### Given text

Tuesday, May 10, 2011

In-and-Out Burger Baby

“In-and-Out Burger” Is heading for big D town. Over the years the California chain of In-and-Out- has decided slowly but surely to expand it’s horizons to other states. And expanding I meant tip toeing since only three other states, besides California and soon to be Texas, have In-and-Out Burgers; Arizona, Nevada, and Utah. The scarcity of this burger place around America sharply raises it’s demand for these burgers. And when I say sharply, I am probably under exaggerating. The In-and-Out Burger franchise is flying out their top “burger makers,” as they are calling them, to Texas to make sure that the burgers are made correctly. Not only will this increase in jobs around the Dallas area, but also intensify the battle of the burgers. Competition of other burger joints like Whataburger, Mcdonalds, and any other fast food place that sells burgers, will increase dramatically. But, one question does remain. Will this trend of opening and establishing of In-and-Out Burgers happen all over the country? If so, will the demand of burgers from In-and-Out drop to a point that the uniqueness of these burgers are lost?

### Data supplied
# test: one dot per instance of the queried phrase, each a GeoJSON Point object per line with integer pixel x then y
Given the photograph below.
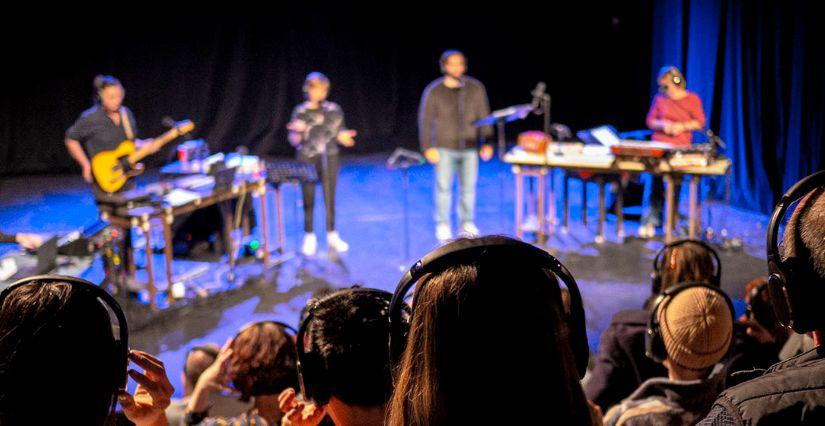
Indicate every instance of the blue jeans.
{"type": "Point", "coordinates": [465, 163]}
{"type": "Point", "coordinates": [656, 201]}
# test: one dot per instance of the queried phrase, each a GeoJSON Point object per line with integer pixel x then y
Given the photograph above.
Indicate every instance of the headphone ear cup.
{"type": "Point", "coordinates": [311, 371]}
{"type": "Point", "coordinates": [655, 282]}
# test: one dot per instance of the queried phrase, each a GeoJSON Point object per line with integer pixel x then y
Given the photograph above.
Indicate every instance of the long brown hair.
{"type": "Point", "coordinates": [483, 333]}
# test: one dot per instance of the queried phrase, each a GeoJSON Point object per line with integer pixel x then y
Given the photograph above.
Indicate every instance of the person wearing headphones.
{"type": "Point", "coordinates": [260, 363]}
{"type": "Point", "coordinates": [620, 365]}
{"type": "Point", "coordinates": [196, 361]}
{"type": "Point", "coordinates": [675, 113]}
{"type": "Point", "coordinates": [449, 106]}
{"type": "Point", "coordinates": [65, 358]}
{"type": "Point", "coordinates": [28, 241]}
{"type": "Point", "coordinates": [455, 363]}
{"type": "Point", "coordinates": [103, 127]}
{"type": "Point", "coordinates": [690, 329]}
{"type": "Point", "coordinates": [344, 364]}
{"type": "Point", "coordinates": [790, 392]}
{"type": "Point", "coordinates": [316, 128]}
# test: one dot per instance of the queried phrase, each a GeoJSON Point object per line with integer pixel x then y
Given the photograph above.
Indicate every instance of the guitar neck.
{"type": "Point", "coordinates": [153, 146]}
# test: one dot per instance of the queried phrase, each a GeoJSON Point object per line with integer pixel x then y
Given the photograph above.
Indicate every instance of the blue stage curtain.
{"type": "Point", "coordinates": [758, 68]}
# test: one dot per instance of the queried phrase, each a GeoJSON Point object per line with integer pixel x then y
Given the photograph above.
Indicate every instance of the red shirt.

...

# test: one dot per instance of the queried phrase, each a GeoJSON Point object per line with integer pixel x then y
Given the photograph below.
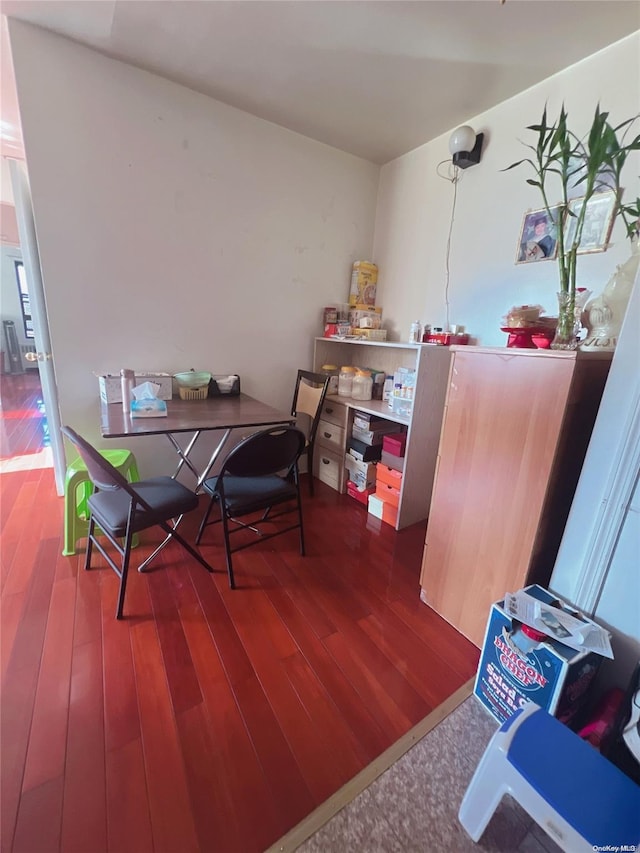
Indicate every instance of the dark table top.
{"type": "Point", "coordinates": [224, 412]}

...

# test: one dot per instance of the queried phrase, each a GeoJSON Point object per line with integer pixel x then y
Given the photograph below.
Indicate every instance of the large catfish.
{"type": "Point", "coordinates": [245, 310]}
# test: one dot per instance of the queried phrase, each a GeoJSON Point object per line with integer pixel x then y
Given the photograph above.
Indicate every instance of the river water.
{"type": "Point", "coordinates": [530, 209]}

### Problems to solve
[1] According to the blog post, which three states besides California and Texas have In-and-Out Burgers?
[2] Collect every line of the records containing the string "blue", matching case exactly.
The blog post and the records are unrelated material.

### Answers per task
[1] Arizona, Nevada, and Utah.

[2]
Indicate every instance of the blue jeans.
Indicate every instance of the blue stage curtain.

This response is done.